Aim of the exercise>
How many lines in this data contain the string "tall"? Reply with the number only.

Start of Data excerpts

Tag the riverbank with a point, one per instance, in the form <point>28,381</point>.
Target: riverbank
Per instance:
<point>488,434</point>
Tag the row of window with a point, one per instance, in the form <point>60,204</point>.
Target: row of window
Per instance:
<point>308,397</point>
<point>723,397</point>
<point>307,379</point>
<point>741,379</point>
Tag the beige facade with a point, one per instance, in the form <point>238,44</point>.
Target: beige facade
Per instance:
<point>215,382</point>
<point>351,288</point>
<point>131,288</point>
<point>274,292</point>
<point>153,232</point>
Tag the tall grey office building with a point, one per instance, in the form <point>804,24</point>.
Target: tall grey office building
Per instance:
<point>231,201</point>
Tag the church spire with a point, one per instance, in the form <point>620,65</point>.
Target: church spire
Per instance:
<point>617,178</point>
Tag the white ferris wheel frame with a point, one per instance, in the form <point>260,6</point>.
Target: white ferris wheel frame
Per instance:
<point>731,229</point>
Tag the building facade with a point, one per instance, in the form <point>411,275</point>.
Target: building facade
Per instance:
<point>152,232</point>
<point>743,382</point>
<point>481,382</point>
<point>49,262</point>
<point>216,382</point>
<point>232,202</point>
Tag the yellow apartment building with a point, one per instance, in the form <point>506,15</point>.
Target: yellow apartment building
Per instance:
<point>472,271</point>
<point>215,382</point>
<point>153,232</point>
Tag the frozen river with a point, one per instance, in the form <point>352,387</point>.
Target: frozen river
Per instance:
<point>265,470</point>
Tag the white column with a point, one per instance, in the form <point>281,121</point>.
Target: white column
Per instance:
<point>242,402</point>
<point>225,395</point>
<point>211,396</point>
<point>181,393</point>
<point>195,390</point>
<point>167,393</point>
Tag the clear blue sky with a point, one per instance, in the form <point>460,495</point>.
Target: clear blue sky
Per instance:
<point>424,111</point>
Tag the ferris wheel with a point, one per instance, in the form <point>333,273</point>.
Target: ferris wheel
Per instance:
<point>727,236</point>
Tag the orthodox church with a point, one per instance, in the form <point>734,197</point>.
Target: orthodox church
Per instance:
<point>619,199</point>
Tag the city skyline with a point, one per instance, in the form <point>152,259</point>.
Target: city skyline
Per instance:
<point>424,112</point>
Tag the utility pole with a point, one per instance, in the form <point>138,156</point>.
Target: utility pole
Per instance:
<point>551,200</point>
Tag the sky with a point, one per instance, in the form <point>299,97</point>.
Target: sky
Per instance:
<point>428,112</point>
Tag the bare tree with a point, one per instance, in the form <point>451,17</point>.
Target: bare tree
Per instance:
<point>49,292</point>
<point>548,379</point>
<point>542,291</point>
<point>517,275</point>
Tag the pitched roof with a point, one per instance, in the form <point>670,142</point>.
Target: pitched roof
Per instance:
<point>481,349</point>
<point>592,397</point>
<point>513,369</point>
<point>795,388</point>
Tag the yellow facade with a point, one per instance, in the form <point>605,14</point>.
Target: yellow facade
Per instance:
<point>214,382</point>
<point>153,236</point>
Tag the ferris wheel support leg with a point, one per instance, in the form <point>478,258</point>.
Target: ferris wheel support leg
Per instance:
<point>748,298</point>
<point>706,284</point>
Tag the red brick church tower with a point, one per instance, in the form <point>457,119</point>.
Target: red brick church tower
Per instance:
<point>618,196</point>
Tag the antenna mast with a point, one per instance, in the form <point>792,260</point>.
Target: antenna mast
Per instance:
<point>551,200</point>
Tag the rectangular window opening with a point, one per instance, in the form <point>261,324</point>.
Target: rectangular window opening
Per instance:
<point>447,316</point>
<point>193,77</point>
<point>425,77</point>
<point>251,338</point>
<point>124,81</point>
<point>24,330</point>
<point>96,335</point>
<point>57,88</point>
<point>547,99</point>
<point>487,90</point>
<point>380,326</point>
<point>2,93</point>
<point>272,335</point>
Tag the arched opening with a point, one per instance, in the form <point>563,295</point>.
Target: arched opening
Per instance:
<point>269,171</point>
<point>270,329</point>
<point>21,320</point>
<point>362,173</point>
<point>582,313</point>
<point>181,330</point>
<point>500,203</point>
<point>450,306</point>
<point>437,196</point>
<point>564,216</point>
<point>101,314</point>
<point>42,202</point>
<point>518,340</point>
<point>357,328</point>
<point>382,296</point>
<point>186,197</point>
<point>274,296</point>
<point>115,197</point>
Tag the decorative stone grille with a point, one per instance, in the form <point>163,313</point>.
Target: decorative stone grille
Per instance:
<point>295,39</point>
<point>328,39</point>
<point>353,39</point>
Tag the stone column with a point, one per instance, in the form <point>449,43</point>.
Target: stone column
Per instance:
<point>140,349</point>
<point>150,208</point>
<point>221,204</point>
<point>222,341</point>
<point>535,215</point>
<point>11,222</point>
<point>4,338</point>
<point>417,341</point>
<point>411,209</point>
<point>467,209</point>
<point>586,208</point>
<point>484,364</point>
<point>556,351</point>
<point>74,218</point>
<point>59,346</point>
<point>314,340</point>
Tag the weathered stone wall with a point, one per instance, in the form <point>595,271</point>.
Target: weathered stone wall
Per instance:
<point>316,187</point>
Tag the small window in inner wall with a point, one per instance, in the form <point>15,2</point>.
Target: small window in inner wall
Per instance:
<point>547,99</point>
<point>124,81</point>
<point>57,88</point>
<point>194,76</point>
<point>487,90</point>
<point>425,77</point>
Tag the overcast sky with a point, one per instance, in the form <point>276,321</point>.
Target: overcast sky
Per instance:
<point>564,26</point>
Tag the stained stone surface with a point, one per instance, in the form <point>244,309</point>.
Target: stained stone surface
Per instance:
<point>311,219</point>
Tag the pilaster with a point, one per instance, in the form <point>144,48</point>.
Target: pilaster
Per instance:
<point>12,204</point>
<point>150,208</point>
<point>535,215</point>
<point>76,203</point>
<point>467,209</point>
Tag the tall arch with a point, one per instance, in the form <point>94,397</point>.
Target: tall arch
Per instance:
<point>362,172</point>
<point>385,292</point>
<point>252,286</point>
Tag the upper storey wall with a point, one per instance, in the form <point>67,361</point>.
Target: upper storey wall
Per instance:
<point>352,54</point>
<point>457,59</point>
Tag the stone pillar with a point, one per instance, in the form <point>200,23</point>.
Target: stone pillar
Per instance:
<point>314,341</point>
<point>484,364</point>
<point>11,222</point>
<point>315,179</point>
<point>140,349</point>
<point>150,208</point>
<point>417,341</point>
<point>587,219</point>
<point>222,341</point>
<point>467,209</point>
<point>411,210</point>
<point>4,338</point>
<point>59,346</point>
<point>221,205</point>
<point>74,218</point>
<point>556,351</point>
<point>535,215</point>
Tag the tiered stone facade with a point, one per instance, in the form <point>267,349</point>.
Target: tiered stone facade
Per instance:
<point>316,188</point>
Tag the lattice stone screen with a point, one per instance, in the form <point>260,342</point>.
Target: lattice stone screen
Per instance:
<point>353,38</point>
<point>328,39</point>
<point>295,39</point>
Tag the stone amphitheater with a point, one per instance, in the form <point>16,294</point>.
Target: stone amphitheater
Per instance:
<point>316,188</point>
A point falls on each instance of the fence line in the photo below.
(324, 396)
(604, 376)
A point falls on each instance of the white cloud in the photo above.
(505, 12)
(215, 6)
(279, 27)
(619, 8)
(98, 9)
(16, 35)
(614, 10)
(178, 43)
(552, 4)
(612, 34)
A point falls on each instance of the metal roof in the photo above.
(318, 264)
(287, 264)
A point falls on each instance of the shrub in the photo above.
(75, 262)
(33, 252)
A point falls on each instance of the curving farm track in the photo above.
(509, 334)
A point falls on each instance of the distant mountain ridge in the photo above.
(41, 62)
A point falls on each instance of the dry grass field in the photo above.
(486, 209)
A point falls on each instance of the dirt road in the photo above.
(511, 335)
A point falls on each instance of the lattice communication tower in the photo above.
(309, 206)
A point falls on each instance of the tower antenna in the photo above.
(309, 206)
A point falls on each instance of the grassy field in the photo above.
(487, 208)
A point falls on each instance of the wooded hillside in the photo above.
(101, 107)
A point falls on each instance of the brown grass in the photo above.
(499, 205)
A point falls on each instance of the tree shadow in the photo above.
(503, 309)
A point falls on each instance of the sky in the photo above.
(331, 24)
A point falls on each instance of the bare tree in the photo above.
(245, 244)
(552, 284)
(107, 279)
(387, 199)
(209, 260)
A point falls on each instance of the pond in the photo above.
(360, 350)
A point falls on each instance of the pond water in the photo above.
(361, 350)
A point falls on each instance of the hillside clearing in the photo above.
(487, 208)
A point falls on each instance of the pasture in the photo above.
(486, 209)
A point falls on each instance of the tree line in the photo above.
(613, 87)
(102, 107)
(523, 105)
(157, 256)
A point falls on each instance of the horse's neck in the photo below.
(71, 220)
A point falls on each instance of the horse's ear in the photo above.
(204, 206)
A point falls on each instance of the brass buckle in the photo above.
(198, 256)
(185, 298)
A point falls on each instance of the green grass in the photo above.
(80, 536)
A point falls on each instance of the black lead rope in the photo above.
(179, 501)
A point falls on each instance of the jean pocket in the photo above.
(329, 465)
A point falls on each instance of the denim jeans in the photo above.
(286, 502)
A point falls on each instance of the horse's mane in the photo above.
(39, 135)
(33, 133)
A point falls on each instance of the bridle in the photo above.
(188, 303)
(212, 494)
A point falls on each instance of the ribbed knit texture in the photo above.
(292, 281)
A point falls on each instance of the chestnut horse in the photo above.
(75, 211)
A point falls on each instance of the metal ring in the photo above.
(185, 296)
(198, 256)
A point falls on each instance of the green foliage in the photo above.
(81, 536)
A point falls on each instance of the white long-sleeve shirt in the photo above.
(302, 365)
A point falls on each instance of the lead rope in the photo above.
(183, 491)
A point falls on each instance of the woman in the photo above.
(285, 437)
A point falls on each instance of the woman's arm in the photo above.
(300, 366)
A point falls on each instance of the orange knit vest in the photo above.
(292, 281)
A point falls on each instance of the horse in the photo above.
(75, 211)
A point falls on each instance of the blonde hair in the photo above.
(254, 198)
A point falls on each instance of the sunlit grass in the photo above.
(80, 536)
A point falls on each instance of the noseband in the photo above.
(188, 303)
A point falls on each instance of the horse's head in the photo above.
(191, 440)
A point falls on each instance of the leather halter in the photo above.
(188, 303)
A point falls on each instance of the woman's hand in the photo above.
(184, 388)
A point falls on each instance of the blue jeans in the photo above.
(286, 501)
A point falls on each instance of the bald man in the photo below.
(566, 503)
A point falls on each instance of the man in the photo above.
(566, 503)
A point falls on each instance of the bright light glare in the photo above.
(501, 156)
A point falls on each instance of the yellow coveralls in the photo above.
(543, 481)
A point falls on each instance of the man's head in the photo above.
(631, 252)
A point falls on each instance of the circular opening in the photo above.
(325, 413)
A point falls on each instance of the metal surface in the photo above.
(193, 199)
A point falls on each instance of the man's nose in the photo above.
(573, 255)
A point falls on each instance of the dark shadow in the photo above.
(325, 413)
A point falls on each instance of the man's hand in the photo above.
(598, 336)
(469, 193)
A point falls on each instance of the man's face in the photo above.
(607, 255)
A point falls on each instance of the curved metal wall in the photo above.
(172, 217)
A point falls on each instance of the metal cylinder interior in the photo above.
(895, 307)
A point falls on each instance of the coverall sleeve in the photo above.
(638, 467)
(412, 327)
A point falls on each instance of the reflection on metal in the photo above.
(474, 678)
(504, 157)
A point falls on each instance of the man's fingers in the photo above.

End of Data excerpts

Exercise output>
4